- [TEXTAUSZUG]:
Sieben Spiele, ein Punkt – die Negativserie geht an den Spielern des 1. FC Köln sicherlich nicht spurlos vorbei. Wir haben mit einem Experten über die Rolle der Psyche in der jetzigen Situation gesprochen.
Am Sonntagnachmittag empfängt der 1. FC Köln Borussia Mönchengladbach im RheinEnergie-Stadion. Der FC hofft auf die Wende im Derby. Allerdings ist die Negativserie nicht spurlos an den Kölner vorbei gegangen. Die Misere wird zunehmend zur Kopfsache – was dem FC jetzt helfen kann.
Die meisten Flanken, starke Laufwerte, zahlreiche intensive Läufe und Sprints – die Leistungsparameter des 1. FC Köln stimmen. Zumindest die Parameter, die den FC in den vergangenen Jahren ausgezeichnet haben. Aktuell laufen viele dieser Werte aber ganz offensichtlich ins Leere. Das, was zwei Spielzeiten der Garant des FC-Erfolgs war, will in der dritten Saison nicht mehr funktionieren. Über die Gründe wird viel spekuliert: Mangelnde Qualität im Kader, das schwere Auftaktprogramm, fehlendes Spielglück. Vermutlich ist es eine bunte Mischung aus dem Potpourri an Erklärungen. Steffen Baumgart brachte selbst noch einen anderen Aspekt ins Spiel. „Ich sage es sehr ungern, aber: Wir sind im Moment in einer Situation, in der wir schnell aus unseren Abläufen rauskommen, wenn etwas nicht läuft. Das hat vielleicht auch mit dem Kopf zu tun“, erklärte der Trainer im September. Es würde bereits in ihnen arbeiten. „Wenn viel falsch läuft, hat es auch ganz viel mit dem Kopf zu tun“, sagte nun auch Christian Keller in einem Interview mit dem TV-Sender Sky. „Wenn im Kopf die falschen Gedanken erst einmal drin sind, dann werden die Beine oft schwer.“
„Es wird schwer aus den Stresssituationen herauszukommen“
Dass die Psyche im Leistungssport eine entscheidende Rolle spielen kann, ist bekannt. Aber wird sie beim FC zunehmend zum Faktor? „Sie beeinflusst die Motivation, das Selbstvertrauen und die Fähigkeit, unter Druck performen zu können. Eine starke mentale Verfassung kann also den Unterscheid zwischen Erfolg und Misserfolg ausmachen“, sagt Thorsten Loch, sportpsychologischer Berater. Beim FC überwiegt aktuell eindeutig der Misserfolg und das geht nicht spurlos an den Spielern vorbei. „Negative Ergebnisse verbunden mit negativen Erlebnissen können das Selbstvertrauen beeinträchtigen und gleichzeitig Einfluss auf die Motivation nehmen. Das kann sich wiederum negativ auf die Leistung auswirken, da Zweifel und Ängste die Überzeugung an die eigenen Fähigkeiten erschüttern können. Es wird schwer, aus den jeweiligen Stresssituationen erfolgreich herauszukommen“, erklärt der Experte.

- [AUFGABE]:
Fasse den Textauszug über die Negativserie des 1. FC Köln in zwei Sätzen zusammen.

- [ROHDATEN]:
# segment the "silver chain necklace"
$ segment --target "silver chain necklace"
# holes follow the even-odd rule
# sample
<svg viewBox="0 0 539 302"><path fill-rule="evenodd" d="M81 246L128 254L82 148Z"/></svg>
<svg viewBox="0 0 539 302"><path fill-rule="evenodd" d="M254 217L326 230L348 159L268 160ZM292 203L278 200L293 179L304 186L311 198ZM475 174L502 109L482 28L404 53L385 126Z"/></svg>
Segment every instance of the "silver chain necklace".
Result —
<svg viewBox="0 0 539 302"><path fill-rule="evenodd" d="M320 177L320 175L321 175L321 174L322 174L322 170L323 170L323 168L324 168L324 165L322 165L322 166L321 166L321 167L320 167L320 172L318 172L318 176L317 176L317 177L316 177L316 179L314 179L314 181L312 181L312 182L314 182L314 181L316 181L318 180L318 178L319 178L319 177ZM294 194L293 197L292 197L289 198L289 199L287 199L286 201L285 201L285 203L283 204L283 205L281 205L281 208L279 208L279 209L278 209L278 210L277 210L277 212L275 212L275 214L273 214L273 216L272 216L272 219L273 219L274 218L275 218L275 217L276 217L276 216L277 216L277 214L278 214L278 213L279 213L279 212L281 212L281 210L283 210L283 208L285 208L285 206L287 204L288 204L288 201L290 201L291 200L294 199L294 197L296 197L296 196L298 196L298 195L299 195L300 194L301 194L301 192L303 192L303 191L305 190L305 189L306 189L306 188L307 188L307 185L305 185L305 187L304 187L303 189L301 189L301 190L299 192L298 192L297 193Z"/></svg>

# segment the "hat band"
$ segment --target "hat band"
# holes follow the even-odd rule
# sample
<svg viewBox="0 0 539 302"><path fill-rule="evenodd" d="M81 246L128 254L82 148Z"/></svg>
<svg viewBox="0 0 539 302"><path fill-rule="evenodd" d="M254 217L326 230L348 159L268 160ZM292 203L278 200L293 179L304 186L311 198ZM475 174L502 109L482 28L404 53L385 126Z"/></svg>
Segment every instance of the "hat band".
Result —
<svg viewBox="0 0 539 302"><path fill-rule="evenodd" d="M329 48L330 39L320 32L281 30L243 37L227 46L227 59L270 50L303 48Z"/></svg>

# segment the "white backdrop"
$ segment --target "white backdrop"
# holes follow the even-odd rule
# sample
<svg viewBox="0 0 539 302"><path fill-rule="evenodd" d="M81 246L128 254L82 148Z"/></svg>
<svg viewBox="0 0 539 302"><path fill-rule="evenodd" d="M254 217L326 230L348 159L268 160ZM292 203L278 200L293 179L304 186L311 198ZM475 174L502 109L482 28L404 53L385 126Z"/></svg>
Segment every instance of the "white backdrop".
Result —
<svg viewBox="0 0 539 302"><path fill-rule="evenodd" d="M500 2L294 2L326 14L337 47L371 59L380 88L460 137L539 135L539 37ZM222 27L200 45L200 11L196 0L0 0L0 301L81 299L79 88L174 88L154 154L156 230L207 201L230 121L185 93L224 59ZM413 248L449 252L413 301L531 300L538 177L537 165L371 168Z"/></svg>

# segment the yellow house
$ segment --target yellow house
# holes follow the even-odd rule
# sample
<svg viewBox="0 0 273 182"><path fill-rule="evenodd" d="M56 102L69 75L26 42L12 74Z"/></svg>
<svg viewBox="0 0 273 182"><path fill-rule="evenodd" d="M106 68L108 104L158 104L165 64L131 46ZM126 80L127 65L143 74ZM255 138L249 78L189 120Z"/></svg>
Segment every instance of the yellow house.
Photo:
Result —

- [RICHTIGE ANTWORT]:
Der 1. FC Köln hat aus sieben Spielen nur einen Punkt geholt, obwohl Leistungswerte wie Flanken, Laufwerte und Sprints stimmen, und sowohl Trainer Steffen Baumgart als auch Christian Keller sehen den Kopf als Teil des Problems. Der sportpsychologische Berater Thorsten Loch erklärt, dass negative Ergebnisse und Erlebnisse Selbstvertrauen und Motivation beeinträchtigen und sich dadurch negativ auf die Leistung auswirken können.